Shots Fired: Update

It’s been over two months since that afternoon in June when – depending on who you believe – either:

  • an irresponsible citizen who should never have been given a carry permit (under a law that should never have passed!) freaked out and shot a mild-mannered undercover cop who may have been acting a bit aggressively, or
  • a citizen, thrust into a situation no man should have to face when a stranger who’d been behaving in a threatening manner pulled up beside him when he was boxed in at a light, and pointed a gun at his wife, pulled his legally-permitted handgun and shot the aggressor – who turned out to be an undercover cop who was stretching the prerogatives of his badge all out of shape.

You recall the situation (and if you don’t, here’s a partial list of my coverage); the citizen, Martin Treptow, an out-of-work security guard with a legal carry permit, was taken into custody (absolutely normal in these situations, even if there’s not a cop involved) – and then promptly released without charge, and without his carry permit even being suspended (absolutely abnormal in these situations).

And since then…silence.  Nothing.  Zilch.  Indeed, as Joel Rosenberg and Andrew Rothman noted in Joel’s blog and in a couple of appearances on the NARN, less than nothing; the official silence has the appearance of a coverup, amid allegations (from sources with knowlege of the case and of the officer involved) that the cop behaved very improperly. 

Joel has the latest – and while it doesn’t read like a lot is happening, read closely:

[Anoka County Attorney] Robert M. A. Johnson…has empaneled a grand jury in the Treptow case.
━━━━━━━━
Stated exercise 1 ▸ In the update on the Treptow shooting, what was Martin Treptow's job situation at the time?
Stated exercise 2 ▸ Please pick up the update on the Treptow shooting from its final line and carry it forward.
━━━━━━━━
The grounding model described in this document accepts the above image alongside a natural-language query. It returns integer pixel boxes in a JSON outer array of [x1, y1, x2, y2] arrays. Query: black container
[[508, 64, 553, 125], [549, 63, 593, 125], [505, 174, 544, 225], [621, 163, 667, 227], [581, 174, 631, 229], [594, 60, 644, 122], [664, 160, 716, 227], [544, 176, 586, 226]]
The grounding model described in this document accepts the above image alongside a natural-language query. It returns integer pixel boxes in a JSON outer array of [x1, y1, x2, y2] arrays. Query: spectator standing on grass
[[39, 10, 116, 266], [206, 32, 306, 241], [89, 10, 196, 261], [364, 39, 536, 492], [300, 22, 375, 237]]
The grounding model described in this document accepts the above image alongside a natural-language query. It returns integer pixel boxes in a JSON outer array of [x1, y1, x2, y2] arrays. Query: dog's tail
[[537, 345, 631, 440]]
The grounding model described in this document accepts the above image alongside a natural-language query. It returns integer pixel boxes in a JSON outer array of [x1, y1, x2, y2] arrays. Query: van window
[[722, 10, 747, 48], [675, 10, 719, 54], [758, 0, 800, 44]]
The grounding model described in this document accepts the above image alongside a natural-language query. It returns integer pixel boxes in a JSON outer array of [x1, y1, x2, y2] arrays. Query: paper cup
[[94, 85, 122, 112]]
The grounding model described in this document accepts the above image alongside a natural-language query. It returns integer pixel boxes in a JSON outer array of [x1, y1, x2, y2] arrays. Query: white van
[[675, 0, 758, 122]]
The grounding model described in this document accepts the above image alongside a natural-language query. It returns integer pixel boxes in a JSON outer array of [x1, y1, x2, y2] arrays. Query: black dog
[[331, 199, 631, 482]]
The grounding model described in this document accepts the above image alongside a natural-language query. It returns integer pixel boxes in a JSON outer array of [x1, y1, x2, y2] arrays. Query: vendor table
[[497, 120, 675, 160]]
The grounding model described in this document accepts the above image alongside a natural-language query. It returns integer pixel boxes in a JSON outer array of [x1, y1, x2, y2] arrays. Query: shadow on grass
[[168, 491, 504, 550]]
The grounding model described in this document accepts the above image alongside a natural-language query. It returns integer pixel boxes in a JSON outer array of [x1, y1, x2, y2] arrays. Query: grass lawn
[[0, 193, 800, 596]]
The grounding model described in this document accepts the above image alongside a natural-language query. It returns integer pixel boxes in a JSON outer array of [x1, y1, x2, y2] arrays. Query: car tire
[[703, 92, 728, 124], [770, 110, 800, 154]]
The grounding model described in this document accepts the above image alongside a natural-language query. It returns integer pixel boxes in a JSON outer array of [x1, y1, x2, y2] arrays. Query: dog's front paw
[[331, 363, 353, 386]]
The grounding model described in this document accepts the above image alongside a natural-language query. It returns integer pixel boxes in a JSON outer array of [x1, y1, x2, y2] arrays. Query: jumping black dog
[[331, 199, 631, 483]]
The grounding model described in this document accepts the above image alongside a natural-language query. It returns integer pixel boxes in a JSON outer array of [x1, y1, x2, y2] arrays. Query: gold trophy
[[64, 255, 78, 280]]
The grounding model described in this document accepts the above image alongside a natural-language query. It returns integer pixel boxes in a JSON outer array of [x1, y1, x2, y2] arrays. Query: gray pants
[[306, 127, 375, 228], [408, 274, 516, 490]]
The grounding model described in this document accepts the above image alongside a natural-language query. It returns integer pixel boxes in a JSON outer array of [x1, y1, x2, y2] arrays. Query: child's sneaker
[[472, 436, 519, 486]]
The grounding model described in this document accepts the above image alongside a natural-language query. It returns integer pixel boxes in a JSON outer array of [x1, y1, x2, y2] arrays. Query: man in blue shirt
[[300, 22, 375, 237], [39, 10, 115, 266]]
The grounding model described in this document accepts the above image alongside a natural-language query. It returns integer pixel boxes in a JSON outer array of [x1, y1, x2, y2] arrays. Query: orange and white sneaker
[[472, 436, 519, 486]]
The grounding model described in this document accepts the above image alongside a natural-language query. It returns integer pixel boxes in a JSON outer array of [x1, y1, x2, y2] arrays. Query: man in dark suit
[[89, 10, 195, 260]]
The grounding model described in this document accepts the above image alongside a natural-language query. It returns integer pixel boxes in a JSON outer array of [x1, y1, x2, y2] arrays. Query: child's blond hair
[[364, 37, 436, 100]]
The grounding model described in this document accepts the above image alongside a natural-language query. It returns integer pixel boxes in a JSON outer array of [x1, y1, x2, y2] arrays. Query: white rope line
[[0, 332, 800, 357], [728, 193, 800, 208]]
━━━━━━━━
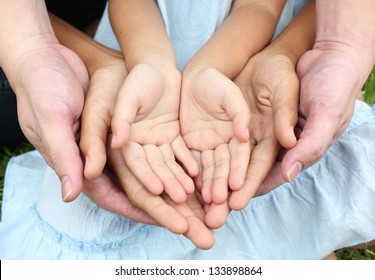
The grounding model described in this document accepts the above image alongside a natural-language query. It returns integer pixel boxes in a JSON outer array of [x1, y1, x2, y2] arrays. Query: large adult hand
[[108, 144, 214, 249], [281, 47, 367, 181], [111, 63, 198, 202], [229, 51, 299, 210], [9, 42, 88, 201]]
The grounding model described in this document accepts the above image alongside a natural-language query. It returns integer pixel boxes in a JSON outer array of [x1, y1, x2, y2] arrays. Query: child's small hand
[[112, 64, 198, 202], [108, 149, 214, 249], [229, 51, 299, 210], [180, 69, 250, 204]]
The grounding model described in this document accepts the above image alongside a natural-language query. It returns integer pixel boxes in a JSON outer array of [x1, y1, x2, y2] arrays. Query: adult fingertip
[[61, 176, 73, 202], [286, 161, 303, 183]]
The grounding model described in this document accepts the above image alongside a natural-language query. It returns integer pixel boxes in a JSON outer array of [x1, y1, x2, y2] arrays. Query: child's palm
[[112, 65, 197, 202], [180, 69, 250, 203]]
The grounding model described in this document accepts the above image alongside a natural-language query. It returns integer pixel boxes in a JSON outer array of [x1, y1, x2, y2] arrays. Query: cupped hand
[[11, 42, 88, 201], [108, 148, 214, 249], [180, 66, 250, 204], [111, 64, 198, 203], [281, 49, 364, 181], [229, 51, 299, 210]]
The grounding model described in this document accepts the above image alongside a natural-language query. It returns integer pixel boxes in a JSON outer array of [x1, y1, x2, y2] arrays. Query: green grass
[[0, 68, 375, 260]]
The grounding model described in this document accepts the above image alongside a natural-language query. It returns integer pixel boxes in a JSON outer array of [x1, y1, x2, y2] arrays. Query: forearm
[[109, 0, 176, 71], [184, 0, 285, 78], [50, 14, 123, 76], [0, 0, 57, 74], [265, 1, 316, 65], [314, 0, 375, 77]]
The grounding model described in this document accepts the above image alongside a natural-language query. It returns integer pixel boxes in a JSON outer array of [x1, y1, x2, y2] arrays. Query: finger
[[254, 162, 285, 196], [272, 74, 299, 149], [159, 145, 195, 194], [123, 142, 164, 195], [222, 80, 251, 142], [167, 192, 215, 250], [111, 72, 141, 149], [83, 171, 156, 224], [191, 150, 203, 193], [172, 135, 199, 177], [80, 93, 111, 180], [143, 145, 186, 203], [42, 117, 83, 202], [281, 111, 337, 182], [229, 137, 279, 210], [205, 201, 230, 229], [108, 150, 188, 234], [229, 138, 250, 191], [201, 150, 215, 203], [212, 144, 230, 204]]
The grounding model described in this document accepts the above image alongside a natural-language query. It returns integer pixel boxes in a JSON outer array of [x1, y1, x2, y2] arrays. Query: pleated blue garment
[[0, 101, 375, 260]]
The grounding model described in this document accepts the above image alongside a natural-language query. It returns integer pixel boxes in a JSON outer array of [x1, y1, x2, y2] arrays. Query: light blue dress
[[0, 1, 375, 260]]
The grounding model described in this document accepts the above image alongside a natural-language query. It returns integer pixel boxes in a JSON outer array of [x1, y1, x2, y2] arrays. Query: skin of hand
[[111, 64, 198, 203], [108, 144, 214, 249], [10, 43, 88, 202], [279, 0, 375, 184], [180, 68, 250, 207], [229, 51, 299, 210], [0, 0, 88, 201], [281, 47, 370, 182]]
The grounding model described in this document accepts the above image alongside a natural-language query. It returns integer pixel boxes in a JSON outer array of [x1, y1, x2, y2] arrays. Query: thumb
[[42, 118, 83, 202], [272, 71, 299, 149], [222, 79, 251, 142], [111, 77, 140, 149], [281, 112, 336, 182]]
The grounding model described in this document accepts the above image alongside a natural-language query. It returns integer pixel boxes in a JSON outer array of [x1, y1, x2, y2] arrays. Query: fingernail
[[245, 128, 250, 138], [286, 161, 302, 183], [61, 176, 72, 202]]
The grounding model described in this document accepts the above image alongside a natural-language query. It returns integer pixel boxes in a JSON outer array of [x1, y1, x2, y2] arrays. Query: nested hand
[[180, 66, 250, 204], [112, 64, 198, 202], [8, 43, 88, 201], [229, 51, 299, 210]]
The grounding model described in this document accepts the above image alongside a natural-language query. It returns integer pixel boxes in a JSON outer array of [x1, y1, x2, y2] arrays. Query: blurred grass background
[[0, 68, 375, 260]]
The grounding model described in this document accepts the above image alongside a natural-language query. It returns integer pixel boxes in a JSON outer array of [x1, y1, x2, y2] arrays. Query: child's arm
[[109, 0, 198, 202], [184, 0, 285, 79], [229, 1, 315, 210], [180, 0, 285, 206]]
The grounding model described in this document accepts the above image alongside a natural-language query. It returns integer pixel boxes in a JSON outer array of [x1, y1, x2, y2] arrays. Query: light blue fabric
━━━━━━━━
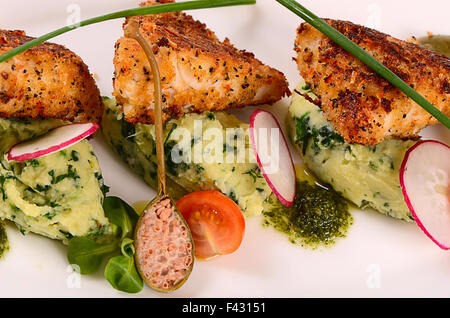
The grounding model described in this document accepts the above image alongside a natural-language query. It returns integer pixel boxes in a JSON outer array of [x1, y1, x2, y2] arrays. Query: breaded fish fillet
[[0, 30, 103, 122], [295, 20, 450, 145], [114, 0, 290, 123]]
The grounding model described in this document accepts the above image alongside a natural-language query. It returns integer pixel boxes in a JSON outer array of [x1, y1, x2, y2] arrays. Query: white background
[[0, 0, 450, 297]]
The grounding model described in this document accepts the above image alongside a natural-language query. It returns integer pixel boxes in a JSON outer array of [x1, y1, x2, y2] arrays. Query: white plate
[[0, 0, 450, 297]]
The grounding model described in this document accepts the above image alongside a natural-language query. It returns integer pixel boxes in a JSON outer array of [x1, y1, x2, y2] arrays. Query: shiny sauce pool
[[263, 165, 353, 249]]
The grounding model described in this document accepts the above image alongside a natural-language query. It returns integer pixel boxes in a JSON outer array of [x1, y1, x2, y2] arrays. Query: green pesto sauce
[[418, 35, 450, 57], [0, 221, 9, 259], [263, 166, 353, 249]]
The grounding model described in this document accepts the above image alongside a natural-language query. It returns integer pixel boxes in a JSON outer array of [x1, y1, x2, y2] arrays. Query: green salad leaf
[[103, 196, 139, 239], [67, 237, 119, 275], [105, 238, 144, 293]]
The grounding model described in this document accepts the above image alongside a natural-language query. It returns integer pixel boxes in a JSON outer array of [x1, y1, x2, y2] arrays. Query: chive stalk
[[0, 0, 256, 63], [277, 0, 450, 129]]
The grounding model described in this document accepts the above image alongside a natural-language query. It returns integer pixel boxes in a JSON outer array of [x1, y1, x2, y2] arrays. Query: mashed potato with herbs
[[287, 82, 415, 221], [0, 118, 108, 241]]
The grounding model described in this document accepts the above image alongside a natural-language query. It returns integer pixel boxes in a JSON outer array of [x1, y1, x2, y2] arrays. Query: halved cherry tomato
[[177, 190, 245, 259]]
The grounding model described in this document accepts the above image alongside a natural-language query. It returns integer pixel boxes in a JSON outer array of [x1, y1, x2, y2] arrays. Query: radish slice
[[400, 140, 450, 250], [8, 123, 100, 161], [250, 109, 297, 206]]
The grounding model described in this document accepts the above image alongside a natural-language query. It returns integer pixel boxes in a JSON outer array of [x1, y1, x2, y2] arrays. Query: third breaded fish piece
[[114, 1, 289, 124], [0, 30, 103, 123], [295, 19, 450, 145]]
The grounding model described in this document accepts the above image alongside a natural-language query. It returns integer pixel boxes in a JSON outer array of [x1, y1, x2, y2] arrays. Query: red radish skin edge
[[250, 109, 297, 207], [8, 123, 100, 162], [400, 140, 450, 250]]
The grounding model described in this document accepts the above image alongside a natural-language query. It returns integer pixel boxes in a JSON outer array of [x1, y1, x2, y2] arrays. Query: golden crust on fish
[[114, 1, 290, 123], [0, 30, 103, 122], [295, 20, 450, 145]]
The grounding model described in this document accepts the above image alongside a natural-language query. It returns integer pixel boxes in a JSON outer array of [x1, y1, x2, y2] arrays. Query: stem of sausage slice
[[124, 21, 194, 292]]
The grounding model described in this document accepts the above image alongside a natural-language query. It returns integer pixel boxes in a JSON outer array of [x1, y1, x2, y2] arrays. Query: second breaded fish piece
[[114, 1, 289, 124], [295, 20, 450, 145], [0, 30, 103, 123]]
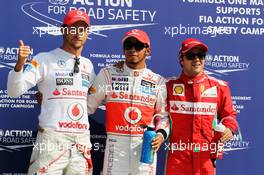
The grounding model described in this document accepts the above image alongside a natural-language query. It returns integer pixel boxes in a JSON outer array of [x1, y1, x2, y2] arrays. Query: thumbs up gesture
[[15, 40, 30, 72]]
━━━━━━━━
Exercise answer 1 ▸ He was an out-of-work security guard.

Exercise answer 2 ▸
What will be a secret — and is unlikely to leak directly — is what exactly will happen inside the grand jury room; by law, such proceedings are secret, and leak only sometimes.

That said, there are some things that are clear at this point:

1. There’s no legal need for a grand jury. If Johnson wanted to indict somebody in this, he could do it without a grand jury.

2. There may be a political use for a grand jury. Prosecutors can use grand juries to investigate complex cases — and this one isn’t that. The investigation was complete within days of the incident; all the witnesses that the Coon Rapids/Anoka authorities wanted to interview, and who were cooperative, had talked to the cops within hours, or a very few days, of the attack.

But a prosecutor can use a grand jury to indict a politically-difficult-to-indict defendant, or as an excuse for not indicting anybody. There’s an old saying: a prosecutor can indict a ham sandwich.

As Joel points out, Johnson is not politically vulnerable.  So the question is, which potential indictment is the political hot-potato?  Treptow, or “Officer Friendly”?

I am not a lawyer, but I strongly suspect that if Treptow were remotely vulnerable to being charged under the circumstances, he’d have been charged long ago.  Self-defense shooting is a tricky legal tightrope, with more legal pitfalls than dating LaToya Jackson; if someone’s going to screw up, it’s probably (I suspect) going to be obvious enough that a “hereditary” (see Joel’s explanation) county attorney isn’t going to worry about losing political capital.

But indicting a cop? 

Hm.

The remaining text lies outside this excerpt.